What is needed:
List each line of the records below that contains the word "celery".

Materials provided:
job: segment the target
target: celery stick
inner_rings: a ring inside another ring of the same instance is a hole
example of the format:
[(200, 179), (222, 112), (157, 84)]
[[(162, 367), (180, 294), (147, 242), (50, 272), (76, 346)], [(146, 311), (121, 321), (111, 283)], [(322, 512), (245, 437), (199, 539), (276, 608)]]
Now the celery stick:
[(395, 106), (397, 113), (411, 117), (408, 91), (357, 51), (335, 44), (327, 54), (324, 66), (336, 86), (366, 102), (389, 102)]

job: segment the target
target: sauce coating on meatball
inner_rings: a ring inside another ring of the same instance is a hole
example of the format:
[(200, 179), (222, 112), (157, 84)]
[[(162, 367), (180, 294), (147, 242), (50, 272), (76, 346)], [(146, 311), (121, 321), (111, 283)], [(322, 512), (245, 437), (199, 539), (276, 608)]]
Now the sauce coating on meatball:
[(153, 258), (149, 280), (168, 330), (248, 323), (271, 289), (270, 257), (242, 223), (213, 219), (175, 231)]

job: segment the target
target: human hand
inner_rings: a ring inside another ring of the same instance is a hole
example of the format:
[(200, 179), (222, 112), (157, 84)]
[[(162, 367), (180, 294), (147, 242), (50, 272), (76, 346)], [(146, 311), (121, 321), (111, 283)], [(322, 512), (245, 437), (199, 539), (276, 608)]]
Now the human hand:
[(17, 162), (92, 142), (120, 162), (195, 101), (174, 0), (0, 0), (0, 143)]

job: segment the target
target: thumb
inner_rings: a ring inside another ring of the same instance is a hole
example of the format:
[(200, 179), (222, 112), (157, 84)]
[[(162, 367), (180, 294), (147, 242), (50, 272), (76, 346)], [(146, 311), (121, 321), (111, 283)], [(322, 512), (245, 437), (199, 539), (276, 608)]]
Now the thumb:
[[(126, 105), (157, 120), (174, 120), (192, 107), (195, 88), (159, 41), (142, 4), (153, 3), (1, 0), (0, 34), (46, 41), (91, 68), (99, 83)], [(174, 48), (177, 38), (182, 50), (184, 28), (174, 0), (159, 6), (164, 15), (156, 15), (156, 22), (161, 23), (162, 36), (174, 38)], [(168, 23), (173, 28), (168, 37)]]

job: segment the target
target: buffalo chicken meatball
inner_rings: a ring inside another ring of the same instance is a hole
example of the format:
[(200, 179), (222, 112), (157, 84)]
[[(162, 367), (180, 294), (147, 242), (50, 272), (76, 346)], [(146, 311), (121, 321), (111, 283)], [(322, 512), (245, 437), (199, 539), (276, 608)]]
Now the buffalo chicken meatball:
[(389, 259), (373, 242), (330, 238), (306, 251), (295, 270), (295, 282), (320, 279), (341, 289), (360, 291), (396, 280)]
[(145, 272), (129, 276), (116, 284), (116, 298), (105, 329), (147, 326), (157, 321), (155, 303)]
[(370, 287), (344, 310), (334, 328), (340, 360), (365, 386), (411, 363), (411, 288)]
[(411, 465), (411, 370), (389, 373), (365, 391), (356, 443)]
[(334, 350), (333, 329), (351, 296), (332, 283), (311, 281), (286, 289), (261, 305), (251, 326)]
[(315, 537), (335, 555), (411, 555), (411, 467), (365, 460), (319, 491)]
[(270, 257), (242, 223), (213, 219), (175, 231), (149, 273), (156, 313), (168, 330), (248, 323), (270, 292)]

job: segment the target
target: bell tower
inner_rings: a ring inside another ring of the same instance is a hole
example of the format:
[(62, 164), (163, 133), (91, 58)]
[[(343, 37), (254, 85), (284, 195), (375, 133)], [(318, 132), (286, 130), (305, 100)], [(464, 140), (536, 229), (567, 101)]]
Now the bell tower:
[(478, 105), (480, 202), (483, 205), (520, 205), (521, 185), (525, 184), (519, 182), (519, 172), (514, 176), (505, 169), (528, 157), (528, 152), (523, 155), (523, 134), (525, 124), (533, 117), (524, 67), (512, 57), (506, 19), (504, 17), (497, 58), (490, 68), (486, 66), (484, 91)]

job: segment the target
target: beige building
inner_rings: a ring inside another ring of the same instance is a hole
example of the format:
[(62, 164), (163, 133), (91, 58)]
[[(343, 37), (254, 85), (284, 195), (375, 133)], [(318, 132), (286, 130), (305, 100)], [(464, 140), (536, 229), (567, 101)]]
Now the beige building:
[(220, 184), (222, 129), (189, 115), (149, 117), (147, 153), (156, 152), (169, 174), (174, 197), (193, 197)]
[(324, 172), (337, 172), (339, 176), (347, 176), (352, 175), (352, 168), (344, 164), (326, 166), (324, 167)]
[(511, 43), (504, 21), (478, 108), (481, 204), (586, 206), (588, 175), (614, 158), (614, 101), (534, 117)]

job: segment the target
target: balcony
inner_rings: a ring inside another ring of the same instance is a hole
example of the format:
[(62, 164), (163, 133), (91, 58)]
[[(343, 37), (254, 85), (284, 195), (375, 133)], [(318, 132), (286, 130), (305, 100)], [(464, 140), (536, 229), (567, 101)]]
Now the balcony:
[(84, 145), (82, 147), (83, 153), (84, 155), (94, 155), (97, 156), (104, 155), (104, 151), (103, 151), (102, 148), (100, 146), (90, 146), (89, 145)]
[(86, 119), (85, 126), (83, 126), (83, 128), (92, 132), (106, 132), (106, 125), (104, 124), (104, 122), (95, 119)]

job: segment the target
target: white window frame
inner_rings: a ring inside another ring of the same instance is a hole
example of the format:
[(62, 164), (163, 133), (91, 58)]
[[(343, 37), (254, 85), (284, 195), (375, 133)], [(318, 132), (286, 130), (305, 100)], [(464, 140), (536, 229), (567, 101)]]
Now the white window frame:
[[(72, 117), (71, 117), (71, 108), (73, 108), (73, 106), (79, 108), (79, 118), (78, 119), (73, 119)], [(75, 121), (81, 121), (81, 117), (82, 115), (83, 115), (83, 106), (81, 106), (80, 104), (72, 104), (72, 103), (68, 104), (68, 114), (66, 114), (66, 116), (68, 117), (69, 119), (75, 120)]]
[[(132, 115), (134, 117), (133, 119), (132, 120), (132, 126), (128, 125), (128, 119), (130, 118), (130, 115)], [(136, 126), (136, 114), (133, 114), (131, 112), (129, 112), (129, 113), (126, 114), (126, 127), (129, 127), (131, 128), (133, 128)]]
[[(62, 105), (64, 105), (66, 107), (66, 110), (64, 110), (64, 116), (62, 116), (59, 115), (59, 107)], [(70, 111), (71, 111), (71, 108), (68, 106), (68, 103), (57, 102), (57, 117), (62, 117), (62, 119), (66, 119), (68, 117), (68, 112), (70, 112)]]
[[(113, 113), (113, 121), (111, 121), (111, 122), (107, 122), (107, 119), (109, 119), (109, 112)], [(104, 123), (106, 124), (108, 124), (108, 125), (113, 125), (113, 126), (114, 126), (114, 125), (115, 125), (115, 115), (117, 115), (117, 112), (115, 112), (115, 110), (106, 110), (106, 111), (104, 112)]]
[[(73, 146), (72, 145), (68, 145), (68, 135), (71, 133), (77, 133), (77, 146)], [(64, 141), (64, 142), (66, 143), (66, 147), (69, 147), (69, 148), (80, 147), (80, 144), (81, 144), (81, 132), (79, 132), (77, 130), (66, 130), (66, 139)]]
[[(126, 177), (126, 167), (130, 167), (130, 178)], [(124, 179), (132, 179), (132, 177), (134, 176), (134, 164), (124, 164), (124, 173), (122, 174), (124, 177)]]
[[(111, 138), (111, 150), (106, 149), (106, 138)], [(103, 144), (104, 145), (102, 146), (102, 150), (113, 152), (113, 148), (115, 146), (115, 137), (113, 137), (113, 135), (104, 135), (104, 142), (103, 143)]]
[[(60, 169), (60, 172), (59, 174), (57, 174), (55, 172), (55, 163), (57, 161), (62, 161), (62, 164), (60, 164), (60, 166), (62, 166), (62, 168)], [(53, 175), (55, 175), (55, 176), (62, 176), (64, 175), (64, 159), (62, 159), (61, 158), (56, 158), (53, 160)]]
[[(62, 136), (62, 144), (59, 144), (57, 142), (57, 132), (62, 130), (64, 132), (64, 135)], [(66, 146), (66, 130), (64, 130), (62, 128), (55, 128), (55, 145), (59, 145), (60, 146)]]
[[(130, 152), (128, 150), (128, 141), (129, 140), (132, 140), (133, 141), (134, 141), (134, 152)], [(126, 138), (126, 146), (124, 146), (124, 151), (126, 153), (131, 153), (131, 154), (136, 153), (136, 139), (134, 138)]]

Exercise solution:
target: celery stick
Now the celery stick:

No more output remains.